Prompt:
Pictures do not belong in your copy. Repeat all the other data exactly.
+--
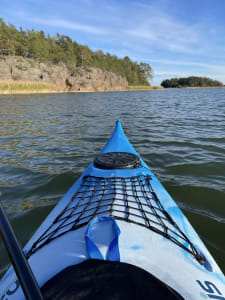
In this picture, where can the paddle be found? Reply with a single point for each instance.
(21, 266)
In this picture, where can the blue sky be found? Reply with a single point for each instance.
(178, 38)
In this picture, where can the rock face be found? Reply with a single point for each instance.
(93, 79)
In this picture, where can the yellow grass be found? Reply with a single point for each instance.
(11, 87)
(143, 88)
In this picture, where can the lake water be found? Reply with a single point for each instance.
(46, 142)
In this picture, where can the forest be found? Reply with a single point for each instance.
(192, 81)
(61, 48)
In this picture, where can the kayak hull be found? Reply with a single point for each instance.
(138, 245)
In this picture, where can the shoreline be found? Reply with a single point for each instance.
(58, 91)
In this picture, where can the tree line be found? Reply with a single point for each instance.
(192, 81)
(61, 48)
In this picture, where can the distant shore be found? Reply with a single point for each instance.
(23, 87)
(8, 87)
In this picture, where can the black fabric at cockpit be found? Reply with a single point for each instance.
(106, 280)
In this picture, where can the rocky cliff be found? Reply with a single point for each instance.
(91, 79)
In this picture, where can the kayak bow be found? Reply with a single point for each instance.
(119, 213)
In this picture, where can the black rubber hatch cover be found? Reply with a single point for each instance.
(117, 160)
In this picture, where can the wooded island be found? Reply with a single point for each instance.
(36, 45)
(192, 81)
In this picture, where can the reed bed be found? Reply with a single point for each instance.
(11, 87)
(143, 88)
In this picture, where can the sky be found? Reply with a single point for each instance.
(178, 38)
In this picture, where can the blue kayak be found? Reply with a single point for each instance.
(118, 234)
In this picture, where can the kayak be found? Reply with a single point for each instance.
(118, 234)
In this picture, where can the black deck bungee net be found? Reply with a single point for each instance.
(130, 199)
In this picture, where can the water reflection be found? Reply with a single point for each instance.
(46, 141)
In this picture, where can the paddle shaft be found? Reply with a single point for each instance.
(21, 266)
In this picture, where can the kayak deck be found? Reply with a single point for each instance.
(155, 234)
(131, 199)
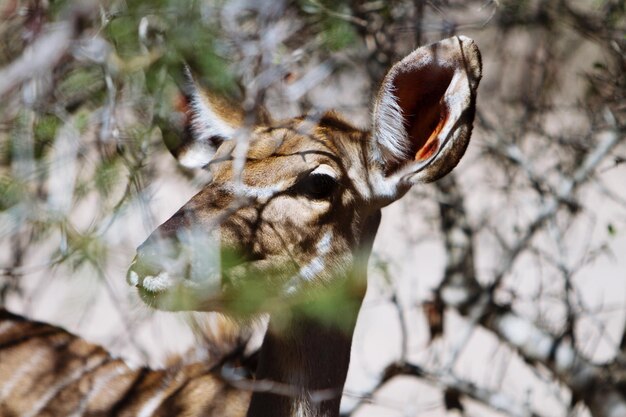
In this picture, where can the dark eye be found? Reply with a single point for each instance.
(317, 186)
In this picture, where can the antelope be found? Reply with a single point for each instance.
(290, 214)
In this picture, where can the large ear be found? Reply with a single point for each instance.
(208, 121)
(424, 111)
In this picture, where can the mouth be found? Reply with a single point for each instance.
(244, 289)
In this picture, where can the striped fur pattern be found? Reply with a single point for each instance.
(47, 371)
(291, 211)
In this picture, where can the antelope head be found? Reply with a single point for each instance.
(293, 205)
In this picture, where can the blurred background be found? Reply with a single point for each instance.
(497, 291)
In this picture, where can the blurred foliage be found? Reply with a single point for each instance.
(118, 82)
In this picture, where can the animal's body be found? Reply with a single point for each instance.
(292, 211)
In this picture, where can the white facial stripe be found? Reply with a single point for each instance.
(257, 193)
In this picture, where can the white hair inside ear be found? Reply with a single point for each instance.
(210, 122)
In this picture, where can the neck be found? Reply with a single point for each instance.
(308, 359)
(308, 362)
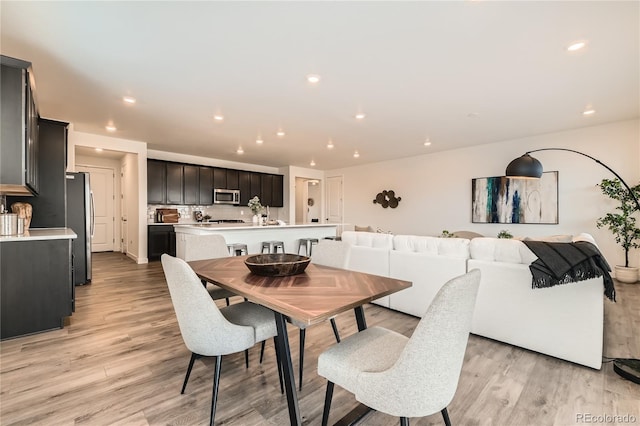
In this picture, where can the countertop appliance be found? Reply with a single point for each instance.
(167, 216)
(80, 218)
(226, 196)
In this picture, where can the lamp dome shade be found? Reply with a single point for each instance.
(525, 166)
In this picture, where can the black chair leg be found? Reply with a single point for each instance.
(186, 377)
(445, 416)
(262, 350)
(216, 382)
(327, 403)
(278, 361)
(302, 336)
(335, 329)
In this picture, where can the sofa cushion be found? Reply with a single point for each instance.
(368, 239)
(436, 246)
(500, 250)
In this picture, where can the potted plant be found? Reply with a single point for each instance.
(622, 224)
(256, 207)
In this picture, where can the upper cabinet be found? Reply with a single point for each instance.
(19, 129)
(188, 184)
(156, 182)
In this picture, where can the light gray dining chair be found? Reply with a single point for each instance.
(401, 376)
(209, 331)
(202, 247)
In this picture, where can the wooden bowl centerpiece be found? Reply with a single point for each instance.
(277, 264)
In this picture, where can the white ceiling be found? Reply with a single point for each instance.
(460, 73)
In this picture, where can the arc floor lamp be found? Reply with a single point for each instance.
(528, 167)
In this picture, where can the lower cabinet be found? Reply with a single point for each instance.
(160, 239)
(37, 287)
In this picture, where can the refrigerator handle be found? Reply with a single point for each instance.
(93, 216)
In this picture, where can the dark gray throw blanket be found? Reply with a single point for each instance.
(561, 263)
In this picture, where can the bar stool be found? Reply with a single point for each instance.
(308, 245)
(237, 249)
(272, 246)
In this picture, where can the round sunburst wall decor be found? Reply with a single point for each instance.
(387, 199)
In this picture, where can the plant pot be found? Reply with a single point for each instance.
(626, 275)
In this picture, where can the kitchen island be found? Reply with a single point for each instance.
(37, 291)
(254, 235)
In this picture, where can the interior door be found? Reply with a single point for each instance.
(124, 234)
(102, 186)
(334, 201)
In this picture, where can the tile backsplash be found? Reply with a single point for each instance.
(216, 212)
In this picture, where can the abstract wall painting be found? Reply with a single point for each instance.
(503, 199)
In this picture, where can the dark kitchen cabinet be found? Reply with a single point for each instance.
(50, 206)
(35, 296)
(205, 186)
(277, 194)
(219, 178)
(18, 129)
(160, 239)
(191, 188)
(156, 182)
(188, 184)
(256, 189)
(266, 189)
(233, 179)
(244, 185)
(175, 183)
+--
Result of the task:
In this picture, where can the paddle be found? Reply with a single point for each instance.
(21, 266)
In this picture, where can the blue sky be found? Reply with a single point for each instance.
(178, 38)
In this picture, where can the rock face be found? Reply with a single point for each instance.
(93, 79)
In this picture, where can the yellow grass be found? Reply with a single point for each instance.
(11, 87)
(143, 88)
In this picture, where can the lake water be found? Reply with a single point for each instance.
(46, 142)
In this picture, where can the forest be found? Reply with a single point for each instance.
(192, 81)
(61, 48)
In this picture, where can the kayak hull be found? Reply with a single point for each instance.
(138, 245)
In this picture, where can the shoreline be found? Reply with a single point for each instance.
(58, 91)
In this picture, where can the tree line be found? Reply with a single point for each instance.
(192, 81)
(61, 48)
In this picture, where can the distant shore be found? Reply with a single point for each instance.
(23, 87)
(8, 87)
In this picture, where can the black fabric at cockpit be found? Reply with a single point for each instance.
(106, 280)
In this picture, where can the rocky cliff be found? Reply with a single point for each instance.
(91, 79)
In this picture, where can the kayak bow be found? Reply with a single point for each instance.
(119, 213)
In this picture, where can the black rubber hatch cover be found? Reply with a single point for each instance.
(117, 160)
In this picture, where can the wooded island be found? Reply with a single point for each instance.
(36, 45)
(192, 81)
In this picture, where can the reed bed be found? Reply with a single point for each instance.
(11, 87)
(143, 88)
In this picture, where can the sky be found? Reply with a single point for each instance.
(178, 38)
In this picture, where can the blue kayak be found? Reply with a single point for each instance.
(118, 234)
In this picture, where can the kayak be found? Reply with a single point for each instance.
(118, 234)
In this picture, where can the black deck bungee net be found? Reply with a single point for each instance.
(130, 199)
In this picture, where can the water reflection be found? Reply with a single point for each instance.
(46, 141)
In this picture, where can the paddle shaft be found? Reply with a single point for each instance.
(21, 266)
In this picture, where can the kayak deck be found? Reply with a single point for each instance.
(155, 234)
(131, 199)
In this picture, where can the dark eye be found? Reply with a single point for each instance.
(317, 186)
In this picture, where can the antelope be found? Reply with a single point for each instance.
(290, 214)
In this picture, where can the large ear be found? Reply with a single point for each instance.
(208, 121)
(424, 111)
In this picture, where can the mouth be found? Reply with a single point for each instance.
(244, 289)
In this picture, where can the striped fur pattern be found? Reply with a single point for each instance.
(47, 371)
(291, 211)
In this picture, where can the antelope head be found? Reply with a single point for each instance.
(293, 205)
In this picture, where can the blurred background be found? Reply with a single point for each instance.
(497, 291)
In this picture, where can the blurred foliage be found? Reply with a single point for each instance.
(118, 82)
In this picture, where can the animal's body be found? Reply with a single point for each instance.
(292, 211)
In this picture, where can the white facial stripe be found? Reply with a single point for each instance.
(257, 193)
In this picture, where can the white hair inside ear be found? Reply with a single point for each instance.
(210, 122)
In this picture, where can the neck be found? Reply with a single point for each instance.
(308, 359)
(308, 362)
In this picture, where can the countertop appliance be found? Reply with a single point for each instance.
(167, 216)
(80, 218)
(226, 196)
In this picture, where can the lamp dome shade be found? Reply with a single point for each instance.
(525, 166)
In this picture, where can the black chair leg be found? Reply with a single point for each instance.
(186, 377)
(445, 416)
(262, 350)
(216, 382)
(327, 403)
(278, 361)
(302, 336)
(335, 329)
In this picture, where can the sofa cushion be found? Reply with a single point for each instance.
(368, 239)
(436, 246)
(500, 250)
In this picture, where can the potted plant be found? Reply with a single point for each instance.
(622, 224)
(256, 207)
In this picture, where can the upper cabinet be found? Reply with a single point for each instance.
(19, 129)
(188, 184)
(156, 182)
In this picture, where can the light gray dining chair be found? Reply with a single point for each instance.
(401, 376)
(209, 331)
(202, 247)
In this picture, where can the wooden bowl centerpiece be found? Reply with a single point for each instance.
(277, 264)
In this picture, where can the white ceiling be found? Reply with a single point for each instance.
(460, 73)
In this picture, where can the arc floor lamp be found? Reply with a single point for each instance.
(528, 167)
In this picture, where can the lower cabinet be found? Reply with a single point for each instance.
(160, 239)
(37, 287)
In this picture, where can the refrigerator handle be found? Reply with a single point for each instance.
(93, 216)
In this picture, where can the dark gray throw blanket be found? Reply with a single point for each instance.
(561, 263)
In this picture, where can the bar stool be found? Reply with a single point for each instance.
(308, 245)
(237, 249)
(272, 246)
In this picture, where can the round sunburst wall decor be found? Reply with a single point for each instance.
(387, 199)
In this picture, where can the plant pot be found? Reply with a single point for each instance.
(626, 275)
In this picture, where can the kitchen island be found? Reply with a single point for each instance.
(37, 291)
(254, 235)
In this picture, where can the interior door be found? Reply with a single point for each instance.
(124, 234)
(102, 186)
(334, 201)
In this picture, where can the tile backsplash be found? Reply with a single point for each instance.
(216, 212)
In this picture, where can the abstract wall painting be found? Reply with a single point for each instance.
(503, 199)
In this picture, where can the dark kitchen cabinet be found? Reply with a single point for each instance.
(50, 206)
(35, 296)
(205, 186)
(277, 194)
(219, 178)
(18, 129)
(160, 239)
(191, 188)
(156, 182)
(188, 184)
(256, 189)
(266, 189)
(233, 179)
(244, 185)
(175, 183)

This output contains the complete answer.